Exercise goal - Please return every line of the items below that contains the string "rule".

Data excerpts:

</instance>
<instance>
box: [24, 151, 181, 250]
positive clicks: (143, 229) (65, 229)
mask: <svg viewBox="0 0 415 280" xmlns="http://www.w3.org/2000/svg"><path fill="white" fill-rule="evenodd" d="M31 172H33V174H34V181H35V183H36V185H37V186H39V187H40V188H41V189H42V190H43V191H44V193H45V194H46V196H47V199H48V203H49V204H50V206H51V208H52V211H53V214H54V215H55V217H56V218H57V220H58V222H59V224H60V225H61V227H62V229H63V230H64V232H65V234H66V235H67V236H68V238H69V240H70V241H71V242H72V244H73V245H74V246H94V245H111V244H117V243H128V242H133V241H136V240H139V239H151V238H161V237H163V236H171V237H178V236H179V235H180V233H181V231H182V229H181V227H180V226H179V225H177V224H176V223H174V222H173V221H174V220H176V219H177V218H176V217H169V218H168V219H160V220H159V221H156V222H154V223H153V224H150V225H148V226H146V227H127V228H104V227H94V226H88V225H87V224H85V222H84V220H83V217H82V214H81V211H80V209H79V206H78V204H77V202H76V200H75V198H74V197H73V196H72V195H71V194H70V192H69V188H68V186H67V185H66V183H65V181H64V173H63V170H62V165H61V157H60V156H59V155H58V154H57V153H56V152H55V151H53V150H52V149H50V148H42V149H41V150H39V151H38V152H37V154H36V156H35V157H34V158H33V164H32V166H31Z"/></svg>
---
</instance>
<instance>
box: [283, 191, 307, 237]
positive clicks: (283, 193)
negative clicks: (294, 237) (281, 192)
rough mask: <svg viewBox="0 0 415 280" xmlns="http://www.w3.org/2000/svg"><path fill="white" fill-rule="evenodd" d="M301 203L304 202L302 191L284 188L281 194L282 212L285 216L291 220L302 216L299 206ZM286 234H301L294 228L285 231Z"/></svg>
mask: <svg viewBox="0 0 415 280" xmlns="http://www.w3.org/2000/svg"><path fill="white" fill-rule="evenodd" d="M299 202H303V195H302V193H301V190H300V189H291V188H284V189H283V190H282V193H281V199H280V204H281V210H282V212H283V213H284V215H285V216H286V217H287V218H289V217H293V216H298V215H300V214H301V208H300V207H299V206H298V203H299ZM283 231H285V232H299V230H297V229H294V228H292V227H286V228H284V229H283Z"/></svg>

Task result -
mask: <svg viewBox="0 0 415 280" xmlns="http://www.w3.org/2000/svg"><path fill="white" fill-rule="evenodd" d="M31 172H33V174H34V181H35V183H36V185H37V186H39V187H40V188H41V189H42V190H43V191H44V193H45V194H46V196H47V199H48V203H49V204H50V206H51V208H52V211H53V214H54V215H55V217H56V218H57V220H58V222H59V224H60V225H61V227H62V229H63V230H64V232H65V234H66V235H67V236H68V238H69V240H70V241H71V242H72V244H73V245H74V246H94V245H111V244H117V243H128V242H133V241H136V240H139V239H151V238H161V237H163V236H171V237H178V236H179V235H180V233H181V231H182V229H181V227H180V226H179V225H177V224H176V223H174V222H173V221H174V220H176V219H177V218H176V217H169V218H168V219H160V220H159V221H156V222H154V223H153V224H150V225H148V226H146V227H127V228H104V227H94V226H88V225H87V224H85V222H84V220H83V217H82V214H81V211H80V209H79V206H78V204H77V202H76V200H75V198H74V197H73V196H72V195H71V194H70V192H69V188H68V186H67V185H66V183H65V181H64V173H63V170H62V165H61V157H60V156H59V155H58V154H57V153H56V152H55V151H53V150H52V149H50V148H42V149H41V150H39V151H38V152H37V154H36V156H35V157H34V158H33V164H32V166H31Z"/></svg>
rough mask: <svg viewBox="0 0 415 280" xmlns="http://www.w3.org/2000/svg"><path fill="white" fill-rule="evenodd" d="M301 203L304 202L302 191L284 188L281 194L282 212L285 216L291 220L302 216L299 206ZM286 234H301L294 228L285 231Z"/></svg>
mask: <svg viewBox="0 0 415 280" xmlns="http://www.w3.org/2000/svg"><path fill="white" fill-rule="evenodd" d="M299 202H303V195H302V193H301V190H300V189H291V188H284V189H283V190H282V193H281V199H280V204H281V210H282V212H283V213H284V215H285V216H286V217H287V218H289V217H293V216H298V215H300V214H301V208H300V207H299V206H298V203H299ZM283 231H285V232H299V230H297V229H294V228H292V227H286V228H284V229H283Z"/></svg>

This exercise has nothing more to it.